**Records to process**
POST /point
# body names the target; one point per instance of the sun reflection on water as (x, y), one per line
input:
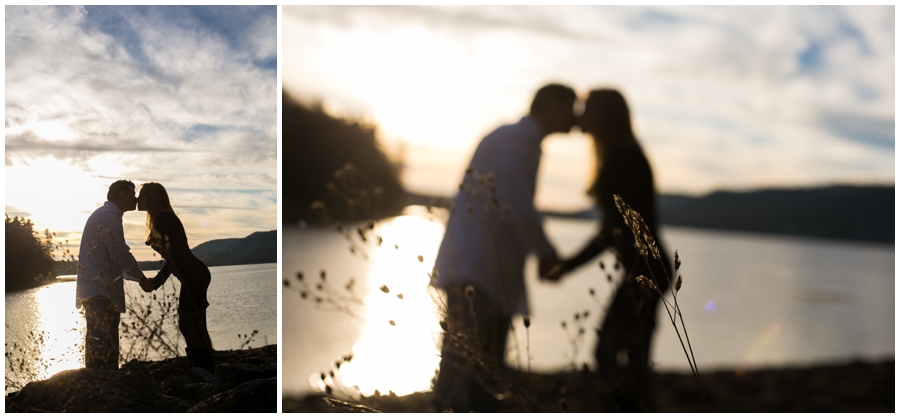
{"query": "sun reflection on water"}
(398, 347)
(62, 325)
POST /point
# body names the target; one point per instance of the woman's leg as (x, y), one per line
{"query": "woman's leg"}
(199, 346)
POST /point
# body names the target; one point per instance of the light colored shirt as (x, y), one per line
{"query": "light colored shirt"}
(104, 258)
(487, 240)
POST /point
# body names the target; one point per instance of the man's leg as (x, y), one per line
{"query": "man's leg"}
(101, 344)
(472, 353)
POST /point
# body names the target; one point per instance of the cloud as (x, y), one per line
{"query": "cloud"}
(186, 96)
(720, 96)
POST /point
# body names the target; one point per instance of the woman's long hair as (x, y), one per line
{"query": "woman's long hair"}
(611, 119)
(158, 203)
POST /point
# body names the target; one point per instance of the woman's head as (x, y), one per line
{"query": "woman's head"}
(153, 199)
(606, 116)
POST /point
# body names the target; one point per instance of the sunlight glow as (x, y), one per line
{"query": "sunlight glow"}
(55, 194)
(62, 325)
(402, 357)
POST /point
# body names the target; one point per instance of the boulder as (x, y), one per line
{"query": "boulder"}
(253, 396)
(232, 375)
(89, 391)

**Directions for this task**
Copy all lines of the records that have the string "instance" in them.

**Response to this task**
# body names the target; one point per instance of the sun reflection on water as (x, y), one per line
# body names the target; one point per instance of the woman's leg as (x, y), one per line
# body names the target; one point per instance of the light colored shirt as (x, y), one per line
# body names the target; one point per instance of the man's leg as (x, y), one per line
# body names the target; one point per instance of the cloud as (x, y), one per line
# body names the target; one point per instance of the woman's long hair as (x, y), one per line
# body names the target; one point per instance of the woman's head as (x, y), one per line
# body names the target; one point per instance of the sunlight glow as (x, y), one per line
# body names the target; one point per instance of the boulder as (x, y), one per line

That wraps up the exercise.